■ **Short task**:
Rewrite all of the material below, replacing "disc" with "circle" everywhere and leaving everything else unchanged. Leave the pictures out of your answer.

■ **Task data**:
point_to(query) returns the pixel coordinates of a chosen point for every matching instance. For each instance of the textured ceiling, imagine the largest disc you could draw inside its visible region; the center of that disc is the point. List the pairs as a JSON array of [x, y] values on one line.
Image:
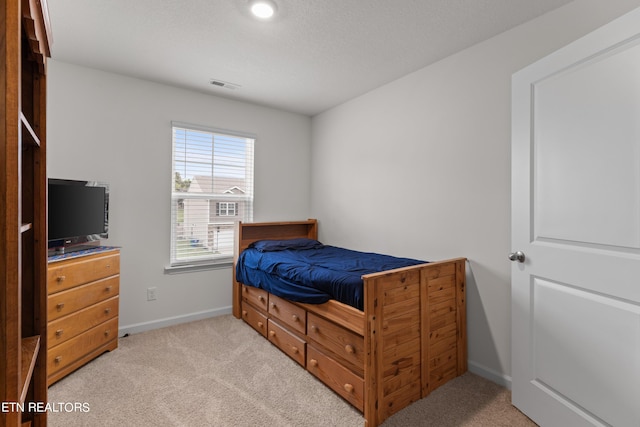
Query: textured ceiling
[[314, 55]]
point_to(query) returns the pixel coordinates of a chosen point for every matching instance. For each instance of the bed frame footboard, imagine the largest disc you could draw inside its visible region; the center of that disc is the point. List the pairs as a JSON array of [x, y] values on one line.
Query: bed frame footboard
[[415, 335]]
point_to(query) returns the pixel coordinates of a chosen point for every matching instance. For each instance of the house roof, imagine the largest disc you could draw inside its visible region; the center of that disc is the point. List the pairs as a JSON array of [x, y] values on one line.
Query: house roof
[[219, 185]]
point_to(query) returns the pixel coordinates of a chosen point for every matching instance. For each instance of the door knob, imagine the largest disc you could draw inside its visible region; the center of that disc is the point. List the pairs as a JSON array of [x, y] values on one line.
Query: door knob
[[517, 256]]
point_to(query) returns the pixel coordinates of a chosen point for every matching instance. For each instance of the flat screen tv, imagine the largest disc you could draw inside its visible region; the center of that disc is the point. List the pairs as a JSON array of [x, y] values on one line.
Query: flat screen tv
[[78, 213]]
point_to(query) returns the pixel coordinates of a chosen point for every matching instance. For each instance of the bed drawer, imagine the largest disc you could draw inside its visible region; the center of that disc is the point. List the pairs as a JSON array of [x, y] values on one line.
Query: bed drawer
[[66, 302], [68, 327], [291, 314], [344, 343], [254, 318], [293, 346], [337, 377], [255, 296]]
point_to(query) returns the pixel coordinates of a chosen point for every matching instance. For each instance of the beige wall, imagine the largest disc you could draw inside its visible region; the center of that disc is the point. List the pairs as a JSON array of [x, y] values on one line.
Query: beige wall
[[421, 167], [107, 127]]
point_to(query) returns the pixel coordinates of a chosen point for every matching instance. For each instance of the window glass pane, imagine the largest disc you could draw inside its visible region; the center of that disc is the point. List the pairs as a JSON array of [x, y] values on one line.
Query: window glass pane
[[212, 189]]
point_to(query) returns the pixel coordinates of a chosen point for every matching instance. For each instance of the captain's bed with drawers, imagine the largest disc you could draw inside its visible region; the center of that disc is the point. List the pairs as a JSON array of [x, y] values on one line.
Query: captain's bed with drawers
[[382, 332]]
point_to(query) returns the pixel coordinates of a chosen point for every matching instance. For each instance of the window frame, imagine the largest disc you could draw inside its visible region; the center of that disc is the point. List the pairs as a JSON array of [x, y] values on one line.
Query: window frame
[[246, 198]]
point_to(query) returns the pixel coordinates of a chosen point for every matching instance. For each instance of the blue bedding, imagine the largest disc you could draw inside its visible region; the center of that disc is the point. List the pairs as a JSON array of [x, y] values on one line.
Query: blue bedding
[[304, 270]]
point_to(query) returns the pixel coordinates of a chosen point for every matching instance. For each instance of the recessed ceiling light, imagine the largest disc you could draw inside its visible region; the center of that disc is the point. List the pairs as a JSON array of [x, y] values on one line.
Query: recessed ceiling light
[[263, 9]]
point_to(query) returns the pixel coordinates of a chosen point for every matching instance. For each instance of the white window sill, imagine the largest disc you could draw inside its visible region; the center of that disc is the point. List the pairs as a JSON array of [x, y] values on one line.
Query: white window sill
[[189, 268]]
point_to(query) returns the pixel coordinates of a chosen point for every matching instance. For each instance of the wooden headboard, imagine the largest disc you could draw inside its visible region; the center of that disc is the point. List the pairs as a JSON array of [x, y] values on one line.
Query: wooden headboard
[[247, 233]]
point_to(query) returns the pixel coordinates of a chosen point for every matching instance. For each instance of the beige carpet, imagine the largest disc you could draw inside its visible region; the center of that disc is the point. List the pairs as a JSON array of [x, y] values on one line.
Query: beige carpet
[[219, 372]]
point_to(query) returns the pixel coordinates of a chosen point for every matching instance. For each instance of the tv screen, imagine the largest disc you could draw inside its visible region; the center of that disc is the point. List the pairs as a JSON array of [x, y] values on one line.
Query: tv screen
[[78, 212]]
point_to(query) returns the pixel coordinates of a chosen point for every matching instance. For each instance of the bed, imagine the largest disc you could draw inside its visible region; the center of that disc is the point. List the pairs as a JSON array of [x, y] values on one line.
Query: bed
[[407, 338]]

■ **Solution to this task**:
point_to(query) returns the pixel coordinates of a chosen point for every matching instance. For each instance of the textured ceiling, imagine the largest circle you could draw inside its visible region; the center of that circle is the point. List the pairs as a JSON array of [x, y] values on one line.
Image:
Query: textured ceiling
[[314, 55]]
point_to(query) returns the pixel coordinates of a chosen point for every matching instance. For each instance of the bed frame footboard, imagine the largest circle you could draw inside its visible region; the center of that circle is the point. List the pairs as a JSON array of [x, y] values on one line.
Query: bed frame footboard
[[415, 335]]
point_to(query) returns the pixel coordinates of a chosen point for every matching instance. For each instance of the house roof, imagine the largest circle you could draw inside its visible region; the center of that circle is the point. List the pairs as a JSON array of [x, y] values on one line.
Query: house roof
[[219, 185]]
point_to(query) returns the pixel coordinates of a chosen point for every matching instance. For each instance of the door knob, imagine the largest circle you could draw inside its visible region; the center of that circle is the point. List the pairs as a JSON array of [x, y] values on one line.
Query: door knob
[[517, 256]]
point_to(query) returns the pixel coordinates of a chosen point for every matching instance. For each instance of the flat screen tv, imagine the largest circle you could draw inside its visible region; the center of that circle is the point. List the pairs as a JSON array of [x, y] values on one line.
Query: flat screen tv
[[78, 213]]
point_to(query) returns the pixel coordinates of a chosen point for every matching instance. For each instance of the bed drawer, imagine the largest circle you could draw inside its visible region; the center of that circle is the point. List the pairs as a JSON array of [x, y] values on one line.
Query: bed drawer
[[66, 302], [68, 327], [291, 314], [344, 343], [254, 318], [293, 346], [337, 377], [255, 296]]
point_to(query) returns the pixel coordinates of a chosen point for every matching instance. For each instance of the beige wall, imagine the largest circle you could draw inside its visible region; the center of that circle is the point. List the pairs as a JSON array of [x, y] values on one line.
Query: beige wall
[[421, 167], [107, 127]]
point_to(query) returns the pixel coordinates of a chosen point for every matching instance. For each instance of the window glass pane, imagine the largest circle you could draw inside its visible region; the center of that circle is the point. List the pairs as a JSON array of [x, y] values on one line.
Query: window glass pane
[[212, 189]]
point_to(query) returns the pixel coordinates of a chosen point for every matching instance. For each instance of the captain's bed with drawers, imagine the largest circle you could draw inside its visible region; the center of that circle is the point. List the pairs as a JSON array of [x, y] values on one line.
Query: captain's bed with drawers
[[382, 332]]
point_to(query) returns the pixel coordinates of a chosen point for every matching instance. For each instance of the window frame, imagine the largest circle you could draw inside its visible region; the center of that circle is the point. List the pairs as a JSON array of [x, y] values on one line.
Query: window frame
[[246, 198]]
point_to(query) returns the pixel coordinates of a chosen point for every matching instance. For each instance of the blue bedding, imagine the largest circle you could draw inside its visible region; the center of that circle is the point. List the pairs as a JSON array of [x, y] values on one line.
Query: blue bedding
[[304, 270]]
point_to(query) returns the pixel coordinates of a chosen point for every matching instance. For each instance of the recessed ceiling light, imagine the largest circle you could draw inside its visible region; the center of that circle is the point. List the pairs as a JSON array of [x, y] values on one line.
Query: recessed ceiling light
[[263, 9]]
point_to(query) returns the pixel coordinates of a chosen point for every matching instance. For each instance of the white window sill, imagine the largest circle you could draw inside its visible region; the center of that circle is the point. List the pairs as a JSON array of [x, y] values on one line.
Query: white window sill
[[189, 268]]
point_to(query) returns the pixel coordinates of a chosen point for every matching instance. For each instance of the wooden headboard, imagine the largest circle you could draw inside its visible region; the center of that circle is the point. List the pairs as a JSON array of [x, y] values on one line.
Query: wooden headboard
[[247, 233]]
point_to(query) returns the pixel coordinates of a chosen point for every matching instance. For each instance of the beige carpet, imagine the largest circle you could draw inside its visible region; the center of that circle is the point. List the pairs as a JSON array of [x, y] values on one line.
Query: beige carpet
[[219, 372]]
point_to(query) returns the pixel coordinates of a chosen point for every matching instance. For each instance of the tv screen, imagine the largest circle you could draw inside its visible region; the center of that circle is the point. List the pairs as a JSON array of [x, y] values on one line.
Query: tv screen
[[78, 212]]
point_to(query) returns the pixel coordinates of a chosen point for every matching instance. For each instance of the bed, imagine the largest circle you could draw inside its visible region; the center of that circle is the point. List the pairs as a JSON array of [x, y] values on one line.
Query: bed
[[407, 338]]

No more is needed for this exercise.